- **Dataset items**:
○ ○ ○

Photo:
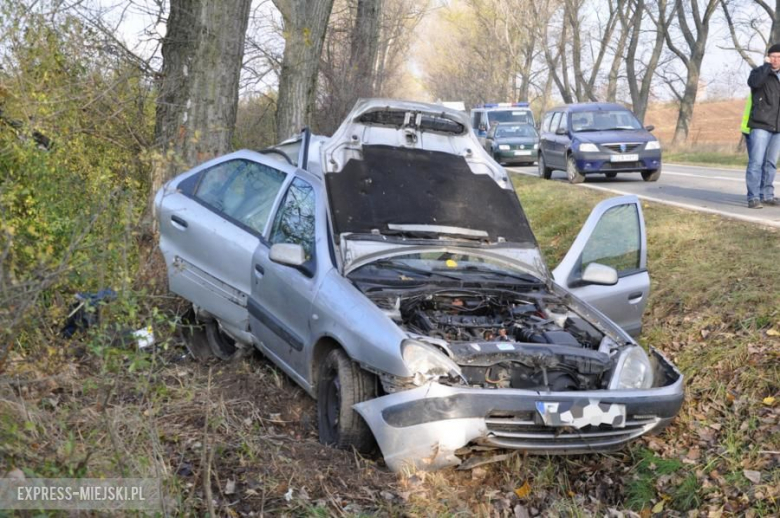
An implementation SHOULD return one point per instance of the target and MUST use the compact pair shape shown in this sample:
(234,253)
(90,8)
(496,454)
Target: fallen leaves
(524,490)
(753,476)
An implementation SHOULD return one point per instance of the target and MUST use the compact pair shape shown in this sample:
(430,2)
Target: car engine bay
(502,338)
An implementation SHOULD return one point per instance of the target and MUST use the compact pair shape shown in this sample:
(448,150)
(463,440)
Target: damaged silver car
(390,270)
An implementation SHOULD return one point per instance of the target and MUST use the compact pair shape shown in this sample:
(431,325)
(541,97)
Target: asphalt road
(705,189)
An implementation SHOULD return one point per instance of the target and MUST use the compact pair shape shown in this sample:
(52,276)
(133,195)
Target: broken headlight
(633,370)
(427,362)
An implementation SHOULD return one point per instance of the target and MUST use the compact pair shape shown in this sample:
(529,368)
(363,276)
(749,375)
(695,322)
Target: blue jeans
(763,150)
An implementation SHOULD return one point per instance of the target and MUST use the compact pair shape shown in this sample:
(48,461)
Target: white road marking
(770,223)
(707,176)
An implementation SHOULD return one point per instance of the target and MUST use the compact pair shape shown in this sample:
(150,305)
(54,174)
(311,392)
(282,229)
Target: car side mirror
(289,254)
(596,273)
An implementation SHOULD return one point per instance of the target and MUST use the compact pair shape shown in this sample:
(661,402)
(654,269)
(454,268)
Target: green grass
(706,154)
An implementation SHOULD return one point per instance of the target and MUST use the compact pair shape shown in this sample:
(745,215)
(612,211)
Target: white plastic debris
(144,337)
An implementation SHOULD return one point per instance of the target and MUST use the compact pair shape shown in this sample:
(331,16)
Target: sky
(724,73)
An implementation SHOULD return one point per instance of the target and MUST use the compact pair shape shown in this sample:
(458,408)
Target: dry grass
(85,407)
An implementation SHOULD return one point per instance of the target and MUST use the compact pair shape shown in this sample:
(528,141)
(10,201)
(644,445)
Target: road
(705,189)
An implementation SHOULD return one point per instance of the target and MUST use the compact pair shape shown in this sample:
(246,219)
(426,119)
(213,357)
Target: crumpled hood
(395,165)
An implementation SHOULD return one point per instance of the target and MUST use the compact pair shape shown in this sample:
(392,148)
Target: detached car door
(211,221)
(613,235)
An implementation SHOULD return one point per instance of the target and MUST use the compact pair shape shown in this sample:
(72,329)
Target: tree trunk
(640,90)
(364,47)
(685,113)
(305,23)
(202,53)
(696,45)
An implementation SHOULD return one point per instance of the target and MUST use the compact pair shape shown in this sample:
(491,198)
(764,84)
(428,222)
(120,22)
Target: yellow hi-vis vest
(746,116)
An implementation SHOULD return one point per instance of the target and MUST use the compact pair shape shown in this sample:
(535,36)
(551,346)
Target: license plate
(624,158)
(581,413)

○ ○ ○

- **Your goal**: All entries are to be retyped exactly. Omit any embedded images.

- **Result**:
Photo:
An implementation SHOULD return one point per instance of the target and MUST use the compact pair shape shown in this sample:
(234,253)
(90,8)
(496,454)
Target: fallen leaves
(524,490)
(753,476)
An implementation SHOULD return one point per instance of the target and MUST use the compact pair shape shown in this sample:
(430,2)
Target: car engine bay
(502,338)
An implementation SHOULD return one point per instance of the target and MUST use the compact pair shape shown in this sample:
(448,150)
(463,440)
Target: damaged silver car
(390,270)
An implementation SHOULD return one point per instance of the target and MUST use the compact pair shape shown in this sample:
(431,325)
(541,97)
Target: asphalt road
(705,189)
An implementation SHOULD return one point per instance of the target and MUST use the compact pair shape shown in this sample:
(52,276)
(133,195)
Target: broken headlight
(633,370)
(427,362)
An implementation SHOULD return one point per instance of the target and MUST use the compact pair shape shown in this sample:
(529,368)
(363,276)
(749,375)
(695,322)
Target: blue jeans
(763,150)
An implementation SHOULD return one point per instance of the target and MUST use the compact pair shape shown in this sample:
(48,461)
Target: white road marking
(770,223)
(707,176)
An implementation SHOULD return one point per instance of the target and MUST use the compact pair shape shown in this sample:
(150,305)
(54,174)
(311,392)
(282,229)
Target: car side mirror
(289,254)
(596,273)
An implementation SHOULD return one point per instance of the target and MUST use the compact pair shape shown in this sample:
(661,402)
(654,269)
(454,268)
Target: green grass
(706,154)
An implementation SHOULD return one point per instance of the target and MUST use the compact pair shape shown in this sample:
(745,215)
(612,211)
Target: white plastic debris
(144,337)
An implementation SHOULD return one point per instance of the target and MUST use the compact pair shape shown in this sample:
(331,16)
Target: sky
(724,73)
An implementation SHOULD return one point per instance of the target and MUST use the compact pair shape shown in this sample:
(458,408)
Target: dry grass
(85,407)
An implementation SHOULD return one point per instance of the target and MUST use the compact pair shape shown in this sample:
(528,141)
(10,201)
(644,445)
Target: road
(705,189)
An implementation SHOULD return one point per instance of the target and MUST use the compact pair shape shown in this sample:
(246,219)
(426,119)
(213,357)
Target: crumpled hood
(395,165)
An implementation SHOULD return one point per instance of the target and MUST use the compact pair shape shown in this sample:
(392,148)
Target: detached car door
(211,221)
(613,235)
An implementation SHOULD return one point per instance of the target and MUST use the compact pair shape shown in this sample:
(72,329)
Target: tree trunk
(640,90)
(364,47)
(685,113)
(305,23)
(202,53)
(696,45)
An implementation SHOULD return one point per instance of the target and MUST use the compact pair shape shown in this sample:
(491,198)
(764,84)
(428,222)
(120,22)
Target: yellow hi-vis vest
(746,116)
An implementation SHOULD return one point per instance of the target and MUST use the compact pair shape shown in this sample:
(535,36)
(551,346)
Target: license plate
(624,158)
(581,413)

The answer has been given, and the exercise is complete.